## start

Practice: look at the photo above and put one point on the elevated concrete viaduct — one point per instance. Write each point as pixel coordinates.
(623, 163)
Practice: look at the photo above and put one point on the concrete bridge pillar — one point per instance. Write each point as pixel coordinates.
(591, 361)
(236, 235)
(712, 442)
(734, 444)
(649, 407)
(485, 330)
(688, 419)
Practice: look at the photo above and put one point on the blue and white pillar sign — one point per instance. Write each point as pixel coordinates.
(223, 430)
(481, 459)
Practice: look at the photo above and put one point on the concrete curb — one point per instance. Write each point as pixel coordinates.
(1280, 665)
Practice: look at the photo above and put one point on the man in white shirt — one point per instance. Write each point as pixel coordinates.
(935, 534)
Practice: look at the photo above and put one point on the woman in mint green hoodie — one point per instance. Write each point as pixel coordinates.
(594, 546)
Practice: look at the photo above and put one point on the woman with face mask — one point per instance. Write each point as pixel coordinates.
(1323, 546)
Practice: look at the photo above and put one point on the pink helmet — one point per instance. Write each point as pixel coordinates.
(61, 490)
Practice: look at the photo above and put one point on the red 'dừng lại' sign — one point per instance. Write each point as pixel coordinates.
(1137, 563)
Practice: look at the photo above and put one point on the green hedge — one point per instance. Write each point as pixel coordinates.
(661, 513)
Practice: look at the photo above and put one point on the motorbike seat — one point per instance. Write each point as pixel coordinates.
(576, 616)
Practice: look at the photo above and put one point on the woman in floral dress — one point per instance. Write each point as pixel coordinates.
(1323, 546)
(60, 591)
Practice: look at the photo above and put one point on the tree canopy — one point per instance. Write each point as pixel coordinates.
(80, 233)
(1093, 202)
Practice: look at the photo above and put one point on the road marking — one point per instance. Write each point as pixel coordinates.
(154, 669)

## end

_DO THIS:_ Repeat, without change, each line of the data above from the one that contains "on the motorbike" through the final line, counting both.

_FINAL ANSWER:_
Practice: look at the photo above and put one point on the motorbike seat — one point per instance. Write each point as pixel coordinates.
(576, 616)
Practice: look at the photo above and put one point on the woman in floral dress — one point per instance. Write each point as pixel coordinates.
(1323, 546)
(60, 591)
Practice: look at the photo above and put one point on the tree canopy — one point per instance. Write each point as pixel coordinates.
(80, 233)
(1093, 202)
Practice: look at the photo above and put one point on the road marking — one point per instance. Write each point as pixel coordinates.
(154, 669)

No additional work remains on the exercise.